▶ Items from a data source

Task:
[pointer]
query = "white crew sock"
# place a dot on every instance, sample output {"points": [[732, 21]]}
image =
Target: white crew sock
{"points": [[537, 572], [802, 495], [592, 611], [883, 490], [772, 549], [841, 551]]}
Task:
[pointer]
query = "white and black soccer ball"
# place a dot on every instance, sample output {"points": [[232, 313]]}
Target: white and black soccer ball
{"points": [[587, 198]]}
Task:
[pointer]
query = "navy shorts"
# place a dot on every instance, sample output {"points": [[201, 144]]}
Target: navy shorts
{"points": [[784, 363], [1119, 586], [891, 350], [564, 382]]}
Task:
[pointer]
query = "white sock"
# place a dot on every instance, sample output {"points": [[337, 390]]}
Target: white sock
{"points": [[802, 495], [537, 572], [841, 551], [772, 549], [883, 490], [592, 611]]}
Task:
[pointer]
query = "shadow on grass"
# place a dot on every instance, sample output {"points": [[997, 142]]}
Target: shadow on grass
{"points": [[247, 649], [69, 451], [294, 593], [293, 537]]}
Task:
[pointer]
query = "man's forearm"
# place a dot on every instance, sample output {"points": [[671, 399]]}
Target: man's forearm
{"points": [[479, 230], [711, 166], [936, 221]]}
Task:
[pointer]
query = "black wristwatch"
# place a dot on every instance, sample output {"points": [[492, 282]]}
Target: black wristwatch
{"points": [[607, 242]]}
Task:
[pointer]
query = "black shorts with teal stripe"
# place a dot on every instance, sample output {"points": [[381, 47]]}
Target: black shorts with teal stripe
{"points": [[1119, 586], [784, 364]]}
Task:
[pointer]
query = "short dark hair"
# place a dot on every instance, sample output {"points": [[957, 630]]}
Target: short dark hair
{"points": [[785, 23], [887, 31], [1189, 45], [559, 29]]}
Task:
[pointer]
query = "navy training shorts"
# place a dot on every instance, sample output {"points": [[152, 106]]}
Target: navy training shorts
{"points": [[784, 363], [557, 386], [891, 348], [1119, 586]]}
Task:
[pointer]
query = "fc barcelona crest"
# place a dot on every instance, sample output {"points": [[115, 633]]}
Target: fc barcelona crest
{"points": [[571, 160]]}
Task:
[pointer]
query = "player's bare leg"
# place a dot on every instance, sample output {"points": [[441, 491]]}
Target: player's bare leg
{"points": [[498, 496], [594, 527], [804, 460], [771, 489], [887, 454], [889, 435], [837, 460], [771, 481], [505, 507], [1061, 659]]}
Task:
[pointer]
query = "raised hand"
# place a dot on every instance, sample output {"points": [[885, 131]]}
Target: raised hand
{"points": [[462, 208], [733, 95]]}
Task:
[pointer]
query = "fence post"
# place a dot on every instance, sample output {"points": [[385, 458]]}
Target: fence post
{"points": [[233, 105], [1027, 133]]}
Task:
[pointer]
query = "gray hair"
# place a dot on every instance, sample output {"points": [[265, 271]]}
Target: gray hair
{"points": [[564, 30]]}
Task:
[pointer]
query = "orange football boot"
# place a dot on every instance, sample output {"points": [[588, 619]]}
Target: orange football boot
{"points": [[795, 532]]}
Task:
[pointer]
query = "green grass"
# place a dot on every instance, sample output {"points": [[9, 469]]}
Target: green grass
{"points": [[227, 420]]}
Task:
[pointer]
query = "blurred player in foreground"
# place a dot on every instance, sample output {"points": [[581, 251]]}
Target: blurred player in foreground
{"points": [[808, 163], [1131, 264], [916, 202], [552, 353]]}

▶ What is expected
Your task is to give the records above again, exactly.

▶ Response to the task
Task:
[pointer]
query = "white crew sock"
# place a dot on every instance, sample output {"points": [[732, 21]]}
image =
Target: white crew sock
{"points": [[537, 572], [802, 495], [592, 611], [883, 490], [772, 549], [841, 551]]}
Task:
[pointer]
query = "white and black soccer ball"
# place a dot on every instance, sample output {"points": [[232, 313]]}
Target: white and black soccer ball
{"points": [[587, 198]]}
Task:
[pointer]
query = "navy shorts"
# place a dot on every instance, sample output {"points": [[201, 144]]}
Target: navy shorts
{"points": [[784, 363], [1119, 586], [891, 350], [564, 382]]}
Task:
[pointer]
query = "white sock"
# place a dot on every instance, sample output {"points": [[337, 390]]}
Target: white sock
{"points": [[802, 495], [537, 572], [841, 551], [772, 549], [883, 490], [592, 611]]}
Task:
[pointer]
query = "shadow on grass"
# place a dot on every instance, sample output {"points": [[997, 142]]}
Target: shadow on grass
{"points": [[247, 649], [69, 451], [294, 593], [293, 537]]}
Task:
[pointer]
query = "man's forearm"
# place a dot on every instance, sample output {"points": [[671, 399]]}
Target: man's forearm
{"points": [[479, 230], [711, 166], [936, 221]]}
Task:
[pointer]
query = "black wristwatch"
# place a dot on every instance, sample output {"points": [[492, 282]]}
Target: black wristwatch
{"points": [[607, 242]]}
Task:
[pointer]
query = "black shorts with teal stripe"
# place a dot on every instance, sample output {"points": [[381, 47]]}
Target: black shorts with teal stripe
{"points": [[1119, 586], [784, 364]]}
Task:
[pointer]
query = "short dark hair"
# place a dot on every instance, sample output {"points": [[957, 630]]}
Target: short dark hair
{"points": [[785, 23], [887, 31], [1189, 45], [559, 29]]}
Task:
[pointer]
query = "navy training shorts"
# place a dot on every instance, sample output {"points": [[152, 106]]}
Target: navy training shorts
{"points": [[784, 363], [557, 386], [891, 348], [1119, 586]]}
Task:
[pointer]
query = "fc barcelona crest"
# place a dot on every instance, sample output {"points": [[115, 633]]}
Target: fc barcelona crest
{"points": [[571, 160]]}
Task:
[pointer]
query = "player's bare leg"
# place a dot on every instance, sample output {"points": [[441, 491]]}
Target: player's bare leg
{"points": [[498, 496], [594, 527], [804, 460], [771, 489], [887, 454], [889, 435], [837, 460], [771, 481], [505, 507], [1061, 659]]}
Task:
[pointer]
query = "raised hand"
# place a dot on every instance, sample output {"points": [[885, 131]]}
Target: raised hand
{"points": [[462, 208], [733, 95]]}
Task:
[pointer]
query = "fence post"
# place a dot on every instance, sample output {"points": [[385, 458]]}
Target: fence post
{"points": [[233, 105], [1027, 133]]}
Task:
[pointer]
query = "gray hair"
# place a dot on every instance, sample output {"points": [[265, 271]]}
Target: gray hair
{"points": [[564, 30]]}
Task:
[pointer]
query = "orange football boot"
# place a dot on every instance, sample output {"points": [[588, 619]]}
Target: orange football boot
{"points": [[795, 532]]}
Task:
[pointer]
query = "green grass"
# place a dot on every instance, sample output {"points": [[9, 469]]}
Target: green grass
{"points": [[227, 420]]}
Task:
[pointer]
query = "blurred player in foreground"
# place a dot on every instance, sample output {"points": [[581, 251]]}
Target: blurred player in foreground
{"points": [[808, 163], [1131, 264], [916, 202], [552, 353]]}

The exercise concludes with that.